# [Given problem A]
In the article about the Shelter Island Spur Ride, what route lengths can cyclists choose from?
# [Given problem B]
Decide whether each statement agrees with the article about the Shelter Island Spur Ride, answering yes or no and quoting the words that settle it: (i) The ride is held on Sunday, September 2. (ii) The post-ride barbecue takes place at South Ferry. (iii) Some of the proceeds go toward scholarships offered by the fund.
# [Given problem C]
Carry on the article about the Shelter Island Spur Ride from its final sentence.

# [Extract]
-----

By Annette Hinkle
With its rolling hills and pristine water views, Shelter Island is perhaps one of the most picturesque places for a bike ride on the East End at any time of year. But this weekend, there’s another good reason to head over to Shelter Island for a bike ride.
On Sunday, September 2, The Joseph J. Theinert Memorial Fund hosts the Inaugural 2012 Shelter Island Spur Ride. Cyclists can choose from a 12.5 or 25 mile route around the island. The event includes a post-ride barbecue at the Shelter Island American Legion and a fly-over of South Ferry by a UH-34 Marine helicopter. Proceeds benefit organizations supportive of veterans and their families as well as five scholarships offered by the fund.

-----

# [Excerpted records]
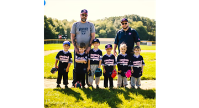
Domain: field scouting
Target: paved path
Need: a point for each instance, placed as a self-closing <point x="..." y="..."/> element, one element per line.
<point x="51" y="83"/>
<point x="71" y="50"/>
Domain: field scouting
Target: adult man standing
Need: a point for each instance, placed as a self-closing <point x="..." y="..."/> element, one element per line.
<point x="82" y="32"/>
<point x="127" y="35"/>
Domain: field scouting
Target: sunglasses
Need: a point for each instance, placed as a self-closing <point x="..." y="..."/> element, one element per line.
<point x="84" y="15"/>
<point x="124" y="23"/>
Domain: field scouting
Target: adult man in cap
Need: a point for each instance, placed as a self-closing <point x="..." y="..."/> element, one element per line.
<point x="82" y="32"/>
<point x="127" y="35"/>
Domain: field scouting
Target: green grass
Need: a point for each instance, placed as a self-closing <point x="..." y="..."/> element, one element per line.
<point x="99" y="98"/>
<point x="47" y="47"/>
<point x="149" y="68"/>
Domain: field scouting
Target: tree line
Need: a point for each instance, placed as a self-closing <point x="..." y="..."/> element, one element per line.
<point x="104" y="28"/>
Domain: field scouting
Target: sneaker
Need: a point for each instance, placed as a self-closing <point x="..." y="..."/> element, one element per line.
<point x="58" y="86"/>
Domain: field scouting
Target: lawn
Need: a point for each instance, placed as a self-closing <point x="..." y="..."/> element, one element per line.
<point x="149" y="68"/>
<point x="47" y="47"/>
<point x="95" y="98"/>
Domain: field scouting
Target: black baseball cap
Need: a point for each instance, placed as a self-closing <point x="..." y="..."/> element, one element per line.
<point x="96" y="40"/>
<point x="84" y="11"/>
<point x="124" y="19"/>
<point x="108" y="46"/>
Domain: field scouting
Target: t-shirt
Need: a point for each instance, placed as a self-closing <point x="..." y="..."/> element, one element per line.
<point x="129" y="37"/>
<point x="136" y="63"/>
<point x="81" y="67"/>
<point x="64" y="58"/>
<point x="123" y="63"/>
<point x="95" y="56"/>
<point x="108" y="61"/>
<point x="82" y="32"/>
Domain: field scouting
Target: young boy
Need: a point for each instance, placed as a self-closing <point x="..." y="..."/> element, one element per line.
<point x="94" y="62"/>
<point x="81" y="64"/>
<point x="65" y="59"/>
<point x="137" y="64"/>
<point x="123" y="63"/>
<point x="109" y="64"/>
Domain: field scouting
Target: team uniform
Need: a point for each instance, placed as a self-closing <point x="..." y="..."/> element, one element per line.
<point x="81" y="68"/>
<point x="64" y="58"/>
<point x="129" y="37"/>
<point x="108" y="61"/>
<point x="94" y="56"/>
<point x="136" y="63"/>
<point x="123" y="64"/>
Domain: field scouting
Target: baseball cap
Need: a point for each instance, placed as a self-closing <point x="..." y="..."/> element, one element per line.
<point x="124" y="19"/>
<point x="96" y="40"/>
<point x="84" y="11"/>
<point x="66" y="42"/>
<point x="108" y="46"/>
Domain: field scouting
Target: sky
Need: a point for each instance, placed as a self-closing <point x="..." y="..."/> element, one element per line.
<point x="99" y="9"/>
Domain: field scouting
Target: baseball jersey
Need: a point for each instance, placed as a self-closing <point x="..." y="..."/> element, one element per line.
<point x="123" y="63"/>
<point x="129" y="37"/>
<point x="95" y="56"/>
<point x="108" y="61"/>
<point x="136" y="63"/>
<point x="81" y="67"/>
<point x="82" y="32"/>
<point x="64" y="58"/>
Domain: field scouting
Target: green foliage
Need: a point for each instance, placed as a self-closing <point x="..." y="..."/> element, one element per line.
<point x="104" y="28"/>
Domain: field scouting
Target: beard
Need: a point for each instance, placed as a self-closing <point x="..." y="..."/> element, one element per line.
<point x="83" y="19"/>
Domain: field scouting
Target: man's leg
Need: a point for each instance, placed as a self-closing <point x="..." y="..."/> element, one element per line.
<point x="74" y="72"/>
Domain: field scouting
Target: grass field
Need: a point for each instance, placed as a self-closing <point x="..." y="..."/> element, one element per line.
<point x="47" y="47"/>
<point x="99" y="98"/>
<point x="149" y="68"/>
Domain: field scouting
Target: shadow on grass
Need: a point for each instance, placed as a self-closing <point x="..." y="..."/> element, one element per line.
<point x="70" y="92"/>
<point x="110" y="96"/>
<point x="103" y="95"/>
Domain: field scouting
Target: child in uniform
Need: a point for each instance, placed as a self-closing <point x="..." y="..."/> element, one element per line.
<point x="81" y="64"/>
<point x="65" y="59"/>
<point x="137" y="64"/>
<point x="123" y="63"/>
<point x="94" y="62"/>
<point x="109" y="64"/>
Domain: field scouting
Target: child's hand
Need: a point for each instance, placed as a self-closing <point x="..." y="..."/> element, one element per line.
<point x="67" y="69"/>
<point x="104" y="71"/>
<point x="56" y="67"/>
<point x="132" y="71"/>
<point x="119" y="71"/>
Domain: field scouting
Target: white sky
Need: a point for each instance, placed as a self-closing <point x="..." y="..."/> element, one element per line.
<point x="99" y="9"/>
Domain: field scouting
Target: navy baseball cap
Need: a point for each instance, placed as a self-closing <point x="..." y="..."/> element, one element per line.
<point x="124" y="19"/>
<point x="84" y="11"/>
<point x="96" y="40"/>
<point x="108" y="46"/>
<point x="66" y="42"/>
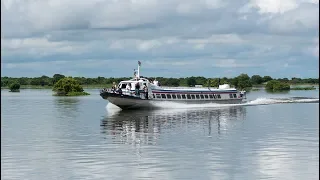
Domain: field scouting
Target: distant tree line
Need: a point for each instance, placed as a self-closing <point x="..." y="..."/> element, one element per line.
<point x="241" y="81"/>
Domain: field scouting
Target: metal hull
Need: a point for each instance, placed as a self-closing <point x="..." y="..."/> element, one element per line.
<point x="129" y="102"/>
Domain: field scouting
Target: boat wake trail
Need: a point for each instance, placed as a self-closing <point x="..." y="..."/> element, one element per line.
<point x="258" y="101"/>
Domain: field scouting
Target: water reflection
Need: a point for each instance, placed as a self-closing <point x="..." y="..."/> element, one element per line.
<point x="146" y="126"/>
<point x="67" y="106"/>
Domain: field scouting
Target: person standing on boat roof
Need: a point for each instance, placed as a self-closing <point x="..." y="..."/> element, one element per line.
<point x="145" y="88"/>
<point x="137" y="89"/>
<point x="114" y="86"/>
<point x="128" y="88"/>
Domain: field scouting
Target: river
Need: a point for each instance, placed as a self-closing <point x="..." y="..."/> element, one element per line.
<point x="271" y="136"/>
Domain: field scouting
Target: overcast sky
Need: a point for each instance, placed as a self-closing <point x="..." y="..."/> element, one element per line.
<point x="172" y="38"/>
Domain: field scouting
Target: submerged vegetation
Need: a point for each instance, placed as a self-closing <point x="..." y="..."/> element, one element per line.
<point x="275" y="85"/>
<point x="14" y="87"/>
<point x="243" y="81"/>
<point x="303" y="88"/>
<point x="68" y="86"/>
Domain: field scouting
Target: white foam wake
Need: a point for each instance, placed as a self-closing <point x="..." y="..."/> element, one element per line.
<point x="259" y="101"/>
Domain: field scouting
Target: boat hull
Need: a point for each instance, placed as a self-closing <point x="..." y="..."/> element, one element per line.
<point x="131" y="102"/>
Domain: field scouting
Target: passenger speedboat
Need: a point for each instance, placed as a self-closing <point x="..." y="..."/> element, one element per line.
<point x="139" y="92"/>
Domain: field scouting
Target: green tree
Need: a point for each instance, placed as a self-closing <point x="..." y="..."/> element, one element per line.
<point x="68" y="85"/>
<point x="191" y="81"/>
<point x="275" y="85"/>
<point x="14" y="87"/>
<point x="243" y="81"/>
<point x="57" y="77"/>
<point x="256" y="79"/>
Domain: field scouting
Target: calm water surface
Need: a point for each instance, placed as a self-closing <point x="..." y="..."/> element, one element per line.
<point x="47" y="137"/>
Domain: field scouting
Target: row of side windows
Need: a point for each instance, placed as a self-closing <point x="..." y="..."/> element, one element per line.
<point x="187" y="96"/>
<point x="233" y="95"/>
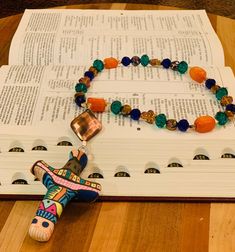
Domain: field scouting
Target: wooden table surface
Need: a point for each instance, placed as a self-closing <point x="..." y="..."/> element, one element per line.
<point x="125" y="226"/>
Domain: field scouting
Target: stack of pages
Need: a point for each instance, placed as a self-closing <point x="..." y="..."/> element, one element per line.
<point x="50" y="52"/>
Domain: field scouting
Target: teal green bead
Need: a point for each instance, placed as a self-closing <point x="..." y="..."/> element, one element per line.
<point x="221" y="117"/>
<point x="182" y="67"/>
<point x="220" y="93"/>
<point x="160" y="120"/>
<point x="144" y="60"/>
<point x="99" y="65"/>
<point x="116" y="107"/>
<point x="81" y="87"/>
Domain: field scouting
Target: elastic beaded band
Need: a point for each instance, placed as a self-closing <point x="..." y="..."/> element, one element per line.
<point x="202" y="124"/>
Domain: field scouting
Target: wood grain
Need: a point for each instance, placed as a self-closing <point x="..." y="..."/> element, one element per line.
<point x="124" y="226"/>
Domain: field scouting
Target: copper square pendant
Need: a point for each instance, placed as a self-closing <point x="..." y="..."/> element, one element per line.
<point x="86" y="125"/>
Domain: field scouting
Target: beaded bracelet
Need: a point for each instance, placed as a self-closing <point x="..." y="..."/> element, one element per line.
<point x="202" y="124"/>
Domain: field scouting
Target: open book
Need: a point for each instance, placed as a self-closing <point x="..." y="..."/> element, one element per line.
<point x="49" y="53"/>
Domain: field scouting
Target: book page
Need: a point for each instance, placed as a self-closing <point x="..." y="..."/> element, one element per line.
<point x="77" y="37"/>
<point x="37" y="100"/>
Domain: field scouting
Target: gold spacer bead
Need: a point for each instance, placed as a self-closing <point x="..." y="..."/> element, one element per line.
<point x="226" y="100"/>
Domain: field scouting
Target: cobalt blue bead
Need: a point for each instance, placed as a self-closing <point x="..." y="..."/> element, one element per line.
<point x="135" y="114"/>
<point x="89" y="74"/>
<point x="183" y="125"/>
<point x="231" y="107"/>
<point x="126" y="61"/>
<point x="210" y="83"/>
<point x="79" y="100"/>
<point x="166" y="63"/>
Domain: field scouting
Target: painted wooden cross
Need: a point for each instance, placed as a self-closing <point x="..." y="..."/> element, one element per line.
<point x="62" y="185"/>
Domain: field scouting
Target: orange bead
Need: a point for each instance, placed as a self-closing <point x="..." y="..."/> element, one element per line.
<point x="204" y="124"/>
<point x="110" y="63"/>
<point x="96" y="104"/>
<point x="198" y="74"/>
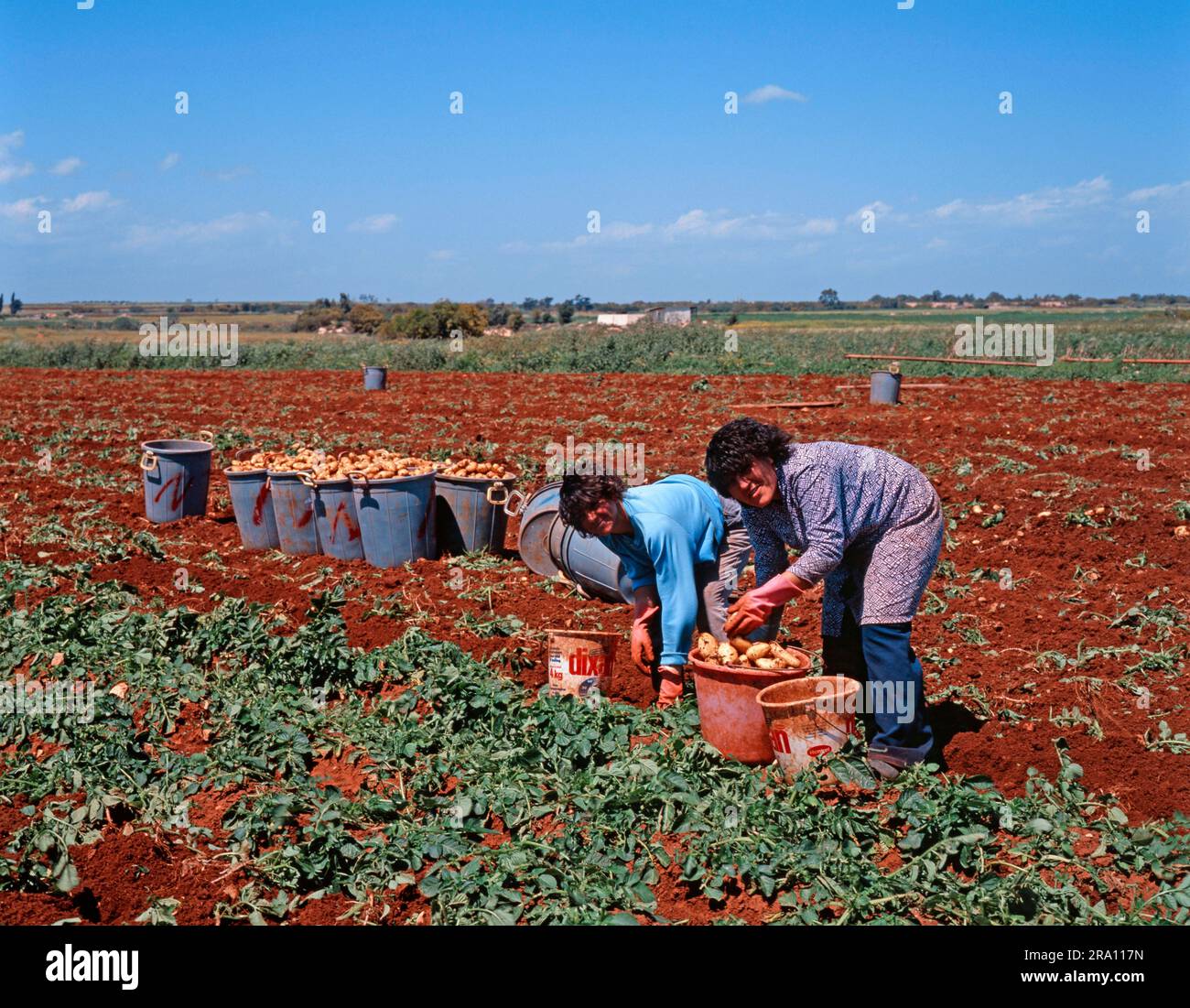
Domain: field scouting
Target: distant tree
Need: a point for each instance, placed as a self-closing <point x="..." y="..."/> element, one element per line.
<point x="365" y="318"/>
<point x="437" y="321"/>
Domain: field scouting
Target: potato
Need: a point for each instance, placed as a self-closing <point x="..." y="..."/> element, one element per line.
<point x="786" y="657"/>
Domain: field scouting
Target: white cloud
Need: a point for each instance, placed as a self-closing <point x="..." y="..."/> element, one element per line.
<point x="67" y="166"/>
<point x="376" y="224"/>
<point x="8" y="168"/>
<point x="773" y="93"/>
<point x="817" y="225"/>
<point x="147" y="237"/>
<point x="25" y="207"/>
<point x="1030" y="207"/>
<point x="1158" y="191"/>
<point x="93" y="201"/>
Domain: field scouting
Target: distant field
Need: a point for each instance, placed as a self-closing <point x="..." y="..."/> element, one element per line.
<point x="784" y="343"/>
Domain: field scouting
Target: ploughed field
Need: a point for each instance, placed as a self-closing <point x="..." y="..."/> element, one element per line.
<point x="281" y="739"/>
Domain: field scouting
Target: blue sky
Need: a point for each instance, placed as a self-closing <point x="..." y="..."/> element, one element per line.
<point x="300" y="105"/>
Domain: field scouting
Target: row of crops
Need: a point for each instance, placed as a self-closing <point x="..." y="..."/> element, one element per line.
<point x="491" y="809"/>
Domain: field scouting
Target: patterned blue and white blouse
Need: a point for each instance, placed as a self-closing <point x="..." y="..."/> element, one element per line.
<point x="865" y="523"/>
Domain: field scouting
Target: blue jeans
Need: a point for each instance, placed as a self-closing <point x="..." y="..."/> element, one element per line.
<point x="892" y="699"/>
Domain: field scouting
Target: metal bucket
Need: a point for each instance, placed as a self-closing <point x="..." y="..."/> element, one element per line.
<point x="885" y="387"/>
<point x="251" y="499"/>
<point x="548" y="547"/>
<point x="177" y="475"/>
<point x="396" y="518"/>
<point x="471" y="515"/>
<point x="375" y="379"/>
<point x="334" y="515"/>
<point x="293" y="506"/>
<point x="594" y="567"/>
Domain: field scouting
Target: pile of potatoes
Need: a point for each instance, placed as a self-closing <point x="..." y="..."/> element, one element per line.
<point x="379" y="463"/>
<point x="739" y="652"/>
<point x="298" y="460"/>
<point x="258" y="460"/>
<point x="460" y="468"/>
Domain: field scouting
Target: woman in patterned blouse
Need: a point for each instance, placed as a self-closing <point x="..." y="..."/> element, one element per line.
<point x="869" y="526"/>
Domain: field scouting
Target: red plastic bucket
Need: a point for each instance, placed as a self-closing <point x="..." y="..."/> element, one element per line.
<point x="808" y="719"/>
<point x="732" y="721"/>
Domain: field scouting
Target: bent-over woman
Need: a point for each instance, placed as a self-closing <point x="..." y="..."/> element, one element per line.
<point x="867" y="524"/>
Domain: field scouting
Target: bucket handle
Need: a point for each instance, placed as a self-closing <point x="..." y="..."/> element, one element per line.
<point x="495" y="488"/>
<point x="513" y="508"/>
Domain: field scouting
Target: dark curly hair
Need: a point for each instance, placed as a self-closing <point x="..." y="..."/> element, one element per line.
<point x="736" y="445"/>
<point x="579" y="494"/>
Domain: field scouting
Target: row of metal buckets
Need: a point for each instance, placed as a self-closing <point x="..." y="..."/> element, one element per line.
<point x="384" y="521"/>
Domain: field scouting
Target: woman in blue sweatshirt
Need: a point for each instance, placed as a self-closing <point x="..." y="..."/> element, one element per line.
<point x="683" y="547"/>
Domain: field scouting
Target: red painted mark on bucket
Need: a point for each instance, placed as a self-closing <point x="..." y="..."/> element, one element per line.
<point x="166" y="486"/>
<point x="182" y="492"/>
<point x="258" y="507"/>
<point x="425" y="520"/>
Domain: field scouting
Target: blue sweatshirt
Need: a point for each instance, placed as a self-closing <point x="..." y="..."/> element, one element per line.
<point x="676" y="523"/>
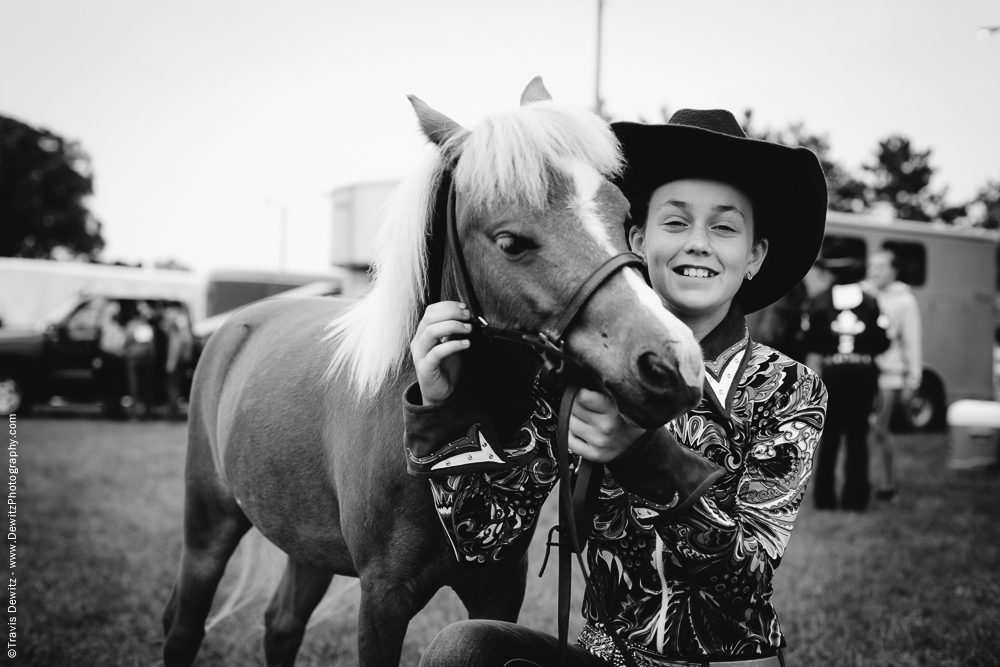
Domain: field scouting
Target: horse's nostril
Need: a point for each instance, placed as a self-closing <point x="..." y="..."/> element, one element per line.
<point x="655" y="373"/>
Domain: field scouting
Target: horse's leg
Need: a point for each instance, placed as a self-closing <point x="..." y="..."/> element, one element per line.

-----

# [Result A]
Cyclists can choose a 12.5 or a 25 mile route.

# [Result B]
(i) Yes: "On Sunday, September 2, The Joseph J. Theinert Memorial Fund hosts the Inaugural 2012 Shelter Island Spur Ride."
(ii) No: "a post-ride barbecue at the Shelter Island American Legion"
(iii) Yes: "as well as five scholarships offered by the fund"

# [Result C]
The ride honors U.S. Army 1st Lieutenant Joseph J. Theinert, a Shelter Island native killed in 2010 while serving in Afghanistan. He was 24 at the time of his death, and for Matt Rodhe, who’s been instrumental in organizing this bike ride, honoring Theinert’s memory is personal.
“Joey and I were super tight and I’ve been close to the family and working with his mother, Chris, and the foundation from the beginning,” explains Rodhe. “Between myself, my wife Shelley and Chris, we put this together.”
Ironically, though he organized the ride, until recently, Rodhe himself hadn’t been on a bike in years. In a very real way, it was his friend Joe Theinert who got him back in the saddle again.
“It’s a funny story,” says Rodhe. “The Wounded Warriors host a bike ride on the North Fork, and they’ve done it two or three times in Joe’s name.”
“I rode in the North Fork ride last year,” adds Rodhe. “It was the first time I’ve been on a bike since fifth grade and it was a 30 miler. It was cool, but the whole time we’re riding, all the people from the island said, ‘Why not do something like this on Shelter Island.’”
So Rodhe decided to take the ball and run with it … and by the way, not only did he survive his 30-mile bike ordeal, he thrived.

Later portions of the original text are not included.